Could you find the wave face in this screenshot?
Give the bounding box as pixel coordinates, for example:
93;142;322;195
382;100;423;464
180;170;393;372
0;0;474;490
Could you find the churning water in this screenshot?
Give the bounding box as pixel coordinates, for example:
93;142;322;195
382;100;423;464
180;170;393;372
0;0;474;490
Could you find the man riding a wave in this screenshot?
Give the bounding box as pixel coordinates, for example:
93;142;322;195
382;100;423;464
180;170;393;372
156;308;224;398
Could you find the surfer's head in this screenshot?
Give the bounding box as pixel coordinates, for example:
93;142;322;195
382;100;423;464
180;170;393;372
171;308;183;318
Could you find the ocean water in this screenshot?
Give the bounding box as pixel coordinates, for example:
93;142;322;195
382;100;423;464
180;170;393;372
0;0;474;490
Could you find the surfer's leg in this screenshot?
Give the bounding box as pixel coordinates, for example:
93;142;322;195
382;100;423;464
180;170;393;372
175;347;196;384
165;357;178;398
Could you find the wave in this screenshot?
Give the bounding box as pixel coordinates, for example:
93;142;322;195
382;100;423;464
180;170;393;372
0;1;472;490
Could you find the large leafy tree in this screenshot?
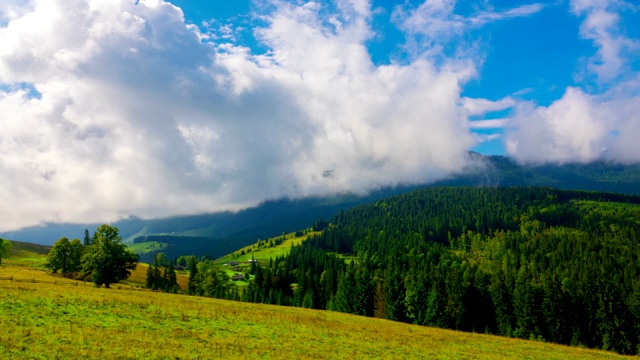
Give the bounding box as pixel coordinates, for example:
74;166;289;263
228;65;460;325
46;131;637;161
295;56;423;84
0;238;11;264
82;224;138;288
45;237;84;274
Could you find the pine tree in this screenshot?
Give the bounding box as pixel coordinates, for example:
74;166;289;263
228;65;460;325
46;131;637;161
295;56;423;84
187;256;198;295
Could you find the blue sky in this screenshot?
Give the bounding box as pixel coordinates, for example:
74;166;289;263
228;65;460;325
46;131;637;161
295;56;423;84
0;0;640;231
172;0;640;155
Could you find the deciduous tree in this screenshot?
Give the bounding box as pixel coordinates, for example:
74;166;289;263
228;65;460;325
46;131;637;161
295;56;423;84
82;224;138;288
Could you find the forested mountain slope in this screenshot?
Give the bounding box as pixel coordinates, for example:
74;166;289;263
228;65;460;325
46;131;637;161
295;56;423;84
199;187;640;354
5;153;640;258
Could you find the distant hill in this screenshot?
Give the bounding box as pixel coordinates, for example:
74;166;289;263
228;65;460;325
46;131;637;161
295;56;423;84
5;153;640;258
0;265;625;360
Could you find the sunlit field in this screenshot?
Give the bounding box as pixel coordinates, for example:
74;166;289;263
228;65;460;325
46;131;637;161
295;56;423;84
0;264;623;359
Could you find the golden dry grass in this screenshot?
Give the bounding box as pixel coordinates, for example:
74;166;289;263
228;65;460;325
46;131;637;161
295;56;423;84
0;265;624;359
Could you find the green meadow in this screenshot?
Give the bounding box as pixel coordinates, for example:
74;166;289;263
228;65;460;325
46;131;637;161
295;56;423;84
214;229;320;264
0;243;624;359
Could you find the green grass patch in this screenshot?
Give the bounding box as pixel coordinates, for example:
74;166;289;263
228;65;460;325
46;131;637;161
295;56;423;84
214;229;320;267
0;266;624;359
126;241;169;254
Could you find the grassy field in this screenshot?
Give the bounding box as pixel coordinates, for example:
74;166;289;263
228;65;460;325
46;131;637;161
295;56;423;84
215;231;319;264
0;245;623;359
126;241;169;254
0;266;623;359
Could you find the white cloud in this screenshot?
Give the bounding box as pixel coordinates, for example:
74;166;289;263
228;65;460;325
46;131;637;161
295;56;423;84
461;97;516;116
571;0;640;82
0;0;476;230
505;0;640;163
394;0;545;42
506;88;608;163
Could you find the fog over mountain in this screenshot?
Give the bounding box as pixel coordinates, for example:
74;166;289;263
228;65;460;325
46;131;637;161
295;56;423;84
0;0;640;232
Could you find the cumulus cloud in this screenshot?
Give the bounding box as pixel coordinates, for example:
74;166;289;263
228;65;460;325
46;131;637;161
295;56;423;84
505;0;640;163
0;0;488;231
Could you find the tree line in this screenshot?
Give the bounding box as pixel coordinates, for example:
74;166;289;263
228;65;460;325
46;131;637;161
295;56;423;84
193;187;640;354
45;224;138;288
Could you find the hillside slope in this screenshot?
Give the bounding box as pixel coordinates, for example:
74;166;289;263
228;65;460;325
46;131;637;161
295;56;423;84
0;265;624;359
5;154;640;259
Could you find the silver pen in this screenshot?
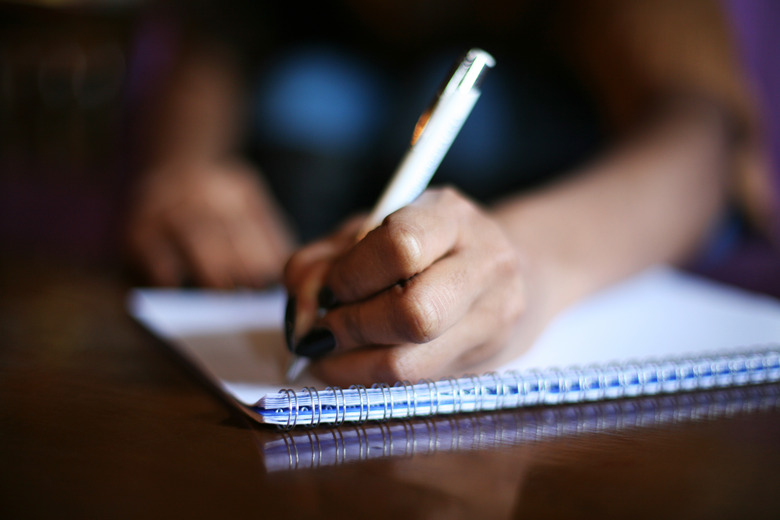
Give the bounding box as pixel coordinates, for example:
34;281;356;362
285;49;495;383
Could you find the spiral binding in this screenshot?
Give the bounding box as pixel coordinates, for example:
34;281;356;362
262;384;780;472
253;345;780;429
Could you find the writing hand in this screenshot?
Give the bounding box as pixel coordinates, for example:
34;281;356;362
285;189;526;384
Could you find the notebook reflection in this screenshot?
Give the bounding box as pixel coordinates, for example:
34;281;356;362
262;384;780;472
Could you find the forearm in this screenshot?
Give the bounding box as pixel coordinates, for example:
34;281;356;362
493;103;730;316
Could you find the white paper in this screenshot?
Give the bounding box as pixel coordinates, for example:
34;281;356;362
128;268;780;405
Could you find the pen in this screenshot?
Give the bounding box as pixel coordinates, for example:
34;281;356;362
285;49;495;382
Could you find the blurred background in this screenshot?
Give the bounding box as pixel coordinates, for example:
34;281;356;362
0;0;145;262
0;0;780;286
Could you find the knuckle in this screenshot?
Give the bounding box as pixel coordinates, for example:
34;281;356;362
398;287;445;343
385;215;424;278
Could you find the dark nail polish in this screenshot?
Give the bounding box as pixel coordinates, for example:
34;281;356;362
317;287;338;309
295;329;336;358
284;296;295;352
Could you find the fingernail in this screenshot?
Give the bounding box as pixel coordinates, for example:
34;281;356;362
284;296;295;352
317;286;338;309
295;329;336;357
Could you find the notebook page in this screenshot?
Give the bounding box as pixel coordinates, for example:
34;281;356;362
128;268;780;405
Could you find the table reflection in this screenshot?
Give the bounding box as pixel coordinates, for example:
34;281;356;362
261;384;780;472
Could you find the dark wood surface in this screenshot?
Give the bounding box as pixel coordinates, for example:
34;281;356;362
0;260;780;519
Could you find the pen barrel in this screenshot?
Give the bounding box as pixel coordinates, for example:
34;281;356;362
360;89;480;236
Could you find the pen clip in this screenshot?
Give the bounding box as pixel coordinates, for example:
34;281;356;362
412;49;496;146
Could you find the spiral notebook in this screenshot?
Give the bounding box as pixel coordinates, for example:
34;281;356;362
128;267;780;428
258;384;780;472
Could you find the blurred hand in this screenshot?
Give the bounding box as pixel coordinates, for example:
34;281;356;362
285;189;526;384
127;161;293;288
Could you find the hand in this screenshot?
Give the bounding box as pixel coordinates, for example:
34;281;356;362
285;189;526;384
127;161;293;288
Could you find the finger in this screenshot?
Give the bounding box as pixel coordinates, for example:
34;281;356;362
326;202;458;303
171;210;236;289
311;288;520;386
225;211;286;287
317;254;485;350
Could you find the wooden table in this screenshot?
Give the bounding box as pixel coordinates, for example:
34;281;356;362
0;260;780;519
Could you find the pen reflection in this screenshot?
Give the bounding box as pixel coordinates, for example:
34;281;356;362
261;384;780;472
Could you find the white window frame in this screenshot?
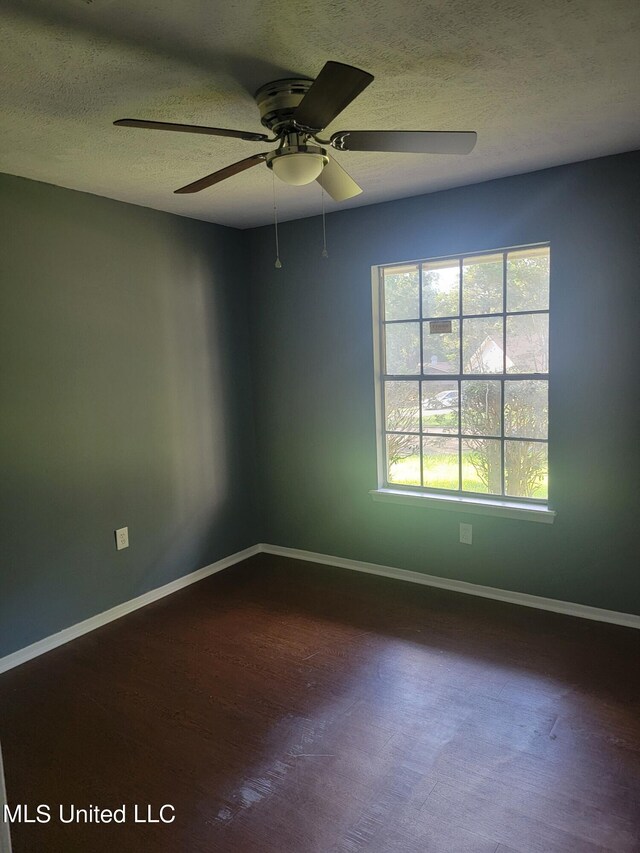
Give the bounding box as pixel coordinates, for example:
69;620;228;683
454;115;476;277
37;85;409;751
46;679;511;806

□ □ □ □

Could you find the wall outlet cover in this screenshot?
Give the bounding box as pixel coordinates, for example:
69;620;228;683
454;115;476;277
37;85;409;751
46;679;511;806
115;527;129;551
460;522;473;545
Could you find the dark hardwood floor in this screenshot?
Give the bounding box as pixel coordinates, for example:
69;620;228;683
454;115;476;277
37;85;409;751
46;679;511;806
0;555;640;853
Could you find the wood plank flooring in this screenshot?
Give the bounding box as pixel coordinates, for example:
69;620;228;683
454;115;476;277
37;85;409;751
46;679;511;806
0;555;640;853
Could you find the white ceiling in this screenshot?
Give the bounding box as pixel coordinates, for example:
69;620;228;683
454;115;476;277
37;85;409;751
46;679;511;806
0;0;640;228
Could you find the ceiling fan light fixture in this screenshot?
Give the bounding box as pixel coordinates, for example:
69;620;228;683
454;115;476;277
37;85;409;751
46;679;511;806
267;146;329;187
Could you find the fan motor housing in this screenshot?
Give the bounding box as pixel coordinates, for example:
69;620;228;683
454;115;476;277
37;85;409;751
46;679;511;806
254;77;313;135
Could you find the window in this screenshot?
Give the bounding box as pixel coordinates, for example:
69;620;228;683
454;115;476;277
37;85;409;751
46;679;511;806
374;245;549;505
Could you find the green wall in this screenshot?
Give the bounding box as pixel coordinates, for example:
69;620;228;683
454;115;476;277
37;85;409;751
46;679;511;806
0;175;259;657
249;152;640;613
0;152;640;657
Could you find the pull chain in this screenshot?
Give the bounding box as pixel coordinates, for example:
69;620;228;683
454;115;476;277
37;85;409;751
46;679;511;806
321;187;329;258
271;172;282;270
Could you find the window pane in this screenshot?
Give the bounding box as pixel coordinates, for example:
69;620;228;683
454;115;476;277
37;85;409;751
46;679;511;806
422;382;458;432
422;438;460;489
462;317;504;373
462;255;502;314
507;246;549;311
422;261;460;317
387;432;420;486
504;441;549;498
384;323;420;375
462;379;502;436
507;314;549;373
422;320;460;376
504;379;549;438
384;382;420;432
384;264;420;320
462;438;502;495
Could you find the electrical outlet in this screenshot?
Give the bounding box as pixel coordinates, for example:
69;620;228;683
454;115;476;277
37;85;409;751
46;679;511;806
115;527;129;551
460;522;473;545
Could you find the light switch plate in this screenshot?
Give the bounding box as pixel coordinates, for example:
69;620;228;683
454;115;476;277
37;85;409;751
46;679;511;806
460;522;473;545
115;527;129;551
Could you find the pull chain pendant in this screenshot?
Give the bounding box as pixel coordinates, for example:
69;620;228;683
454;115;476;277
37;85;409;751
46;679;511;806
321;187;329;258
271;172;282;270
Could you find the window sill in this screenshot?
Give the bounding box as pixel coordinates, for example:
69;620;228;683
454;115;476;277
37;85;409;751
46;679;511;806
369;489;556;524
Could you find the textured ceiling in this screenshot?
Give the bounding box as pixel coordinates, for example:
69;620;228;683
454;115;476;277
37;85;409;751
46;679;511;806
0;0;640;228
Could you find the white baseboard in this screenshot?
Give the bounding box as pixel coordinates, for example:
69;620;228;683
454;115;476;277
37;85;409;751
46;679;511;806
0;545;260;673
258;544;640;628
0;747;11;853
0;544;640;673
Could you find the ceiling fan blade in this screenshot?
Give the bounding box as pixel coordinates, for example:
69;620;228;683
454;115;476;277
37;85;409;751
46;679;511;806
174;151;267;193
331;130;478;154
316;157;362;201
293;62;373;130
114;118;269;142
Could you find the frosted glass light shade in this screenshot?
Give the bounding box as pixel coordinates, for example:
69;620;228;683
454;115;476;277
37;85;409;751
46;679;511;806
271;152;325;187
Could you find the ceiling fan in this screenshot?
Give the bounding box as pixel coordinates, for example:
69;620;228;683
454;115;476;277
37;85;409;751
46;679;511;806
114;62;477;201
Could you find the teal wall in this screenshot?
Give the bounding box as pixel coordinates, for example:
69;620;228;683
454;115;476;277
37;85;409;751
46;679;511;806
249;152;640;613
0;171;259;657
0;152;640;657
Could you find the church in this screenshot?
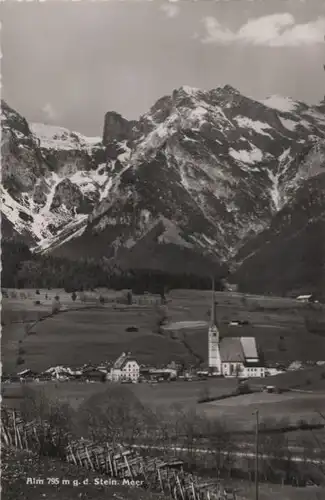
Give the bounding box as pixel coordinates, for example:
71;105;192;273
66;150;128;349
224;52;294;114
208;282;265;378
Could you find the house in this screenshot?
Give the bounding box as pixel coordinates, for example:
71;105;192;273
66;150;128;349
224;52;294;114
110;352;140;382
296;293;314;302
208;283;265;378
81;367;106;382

□ □ □ □

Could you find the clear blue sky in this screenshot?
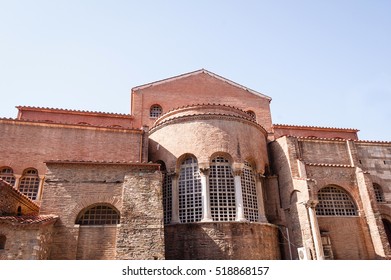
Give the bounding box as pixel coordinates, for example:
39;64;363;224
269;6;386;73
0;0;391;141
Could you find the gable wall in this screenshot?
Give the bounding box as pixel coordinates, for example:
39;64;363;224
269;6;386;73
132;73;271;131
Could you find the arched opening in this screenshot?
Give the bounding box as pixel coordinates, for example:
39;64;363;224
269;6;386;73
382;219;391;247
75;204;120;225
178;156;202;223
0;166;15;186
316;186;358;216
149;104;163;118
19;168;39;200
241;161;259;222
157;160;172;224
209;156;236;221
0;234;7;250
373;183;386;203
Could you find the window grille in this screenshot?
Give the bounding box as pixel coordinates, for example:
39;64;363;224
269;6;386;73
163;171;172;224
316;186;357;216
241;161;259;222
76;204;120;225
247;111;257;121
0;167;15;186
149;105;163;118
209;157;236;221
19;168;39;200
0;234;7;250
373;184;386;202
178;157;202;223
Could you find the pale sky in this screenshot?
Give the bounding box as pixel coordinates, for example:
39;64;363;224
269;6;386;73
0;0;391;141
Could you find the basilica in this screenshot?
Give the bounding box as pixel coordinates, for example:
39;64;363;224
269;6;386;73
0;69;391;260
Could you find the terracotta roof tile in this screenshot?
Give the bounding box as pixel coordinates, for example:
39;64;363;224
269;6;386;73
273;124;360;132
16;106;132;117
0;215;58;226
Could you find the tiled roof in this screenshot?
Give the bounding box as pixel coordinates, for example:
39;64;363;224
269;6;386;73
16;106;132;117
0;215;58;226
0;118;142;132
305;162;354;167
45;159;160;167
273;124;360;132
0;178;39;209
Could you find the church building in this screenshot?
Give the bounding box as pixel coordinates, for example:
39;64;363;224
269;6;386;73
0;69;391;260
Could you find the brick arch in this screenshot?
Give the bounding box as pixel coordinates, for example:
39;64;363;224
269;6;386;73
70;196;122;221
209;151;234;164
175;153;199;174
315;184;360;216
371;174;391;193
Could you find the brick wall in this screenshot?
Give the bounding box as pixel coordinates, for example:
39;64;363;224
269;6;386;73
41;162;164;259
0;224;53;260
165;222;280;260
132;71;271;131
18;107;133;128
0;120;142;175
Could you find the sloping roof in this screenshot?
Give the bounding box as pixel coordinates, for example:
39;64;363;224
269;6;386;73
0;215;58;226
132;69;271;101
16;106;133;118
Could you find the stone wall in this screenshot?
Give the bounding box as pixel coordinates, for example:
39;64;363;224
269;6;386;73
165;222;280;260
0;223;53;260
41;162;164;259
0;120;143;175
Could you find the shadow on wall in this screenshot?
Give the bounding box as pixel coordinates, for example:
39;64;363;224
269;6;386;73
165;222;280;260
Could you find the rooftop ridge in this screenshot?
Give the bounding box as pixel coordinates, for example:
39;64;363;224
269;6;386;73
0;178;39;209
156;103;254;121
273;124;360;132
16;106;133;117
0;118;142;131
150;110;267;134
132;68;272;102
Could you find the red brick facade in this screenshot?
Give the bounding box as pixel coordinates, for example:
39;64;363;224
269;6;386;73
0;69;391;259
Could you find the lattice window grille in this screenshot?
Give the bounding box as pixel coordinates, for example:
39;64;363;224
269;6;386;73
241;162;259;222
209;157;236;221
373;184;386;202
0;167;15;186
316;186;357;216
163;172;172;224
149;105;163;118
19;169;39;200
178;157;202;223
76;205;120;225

□ □ □ □

• **Aim**:
Repeat the items verbatim, from the line containing "Could you find the wave face" through the line containing "165;357;178;398", including both of those lines.

• **Response below**:
Could you find the wave face in this screenshot?
Give the bounding box as pixel coordinates, for example:
93;142;322;195
382;100;423;464
180;170;393;372
0;0;474;490
Could you find the churning water in this screenshot?
Give the bounding box as pixel coordinates, for example:
93;142;322;195
382;100;423;464
180;170;393;372
0;0;474;490
Could you find the man riding a wave in this screenshot?
Give the bounding box as pixel coordinates, for example:
93;142;322;195
382;100;423;464
180;170;393;372
156;308;224;398
Could you find the surfer's head in this screenshot?
Give the bounding box as pixel coordinates, for example:
93;142;322;195
382;100;423;464
180;170;393;372
171;308;183;318
Could you find the ocean water in this screenshot?
Give the bounding box as pixel coordinates, for example:
93;142;322;195
382;100;423;464
180;170;393;372
0;0;474;490
Could you find the surfer's leg in this screenshot?
Give the bounding box as pixel coordinates, for example:
93;142;322;195
382;100;423;464
180;170;393;372
175;347;196;384
165;357;178;398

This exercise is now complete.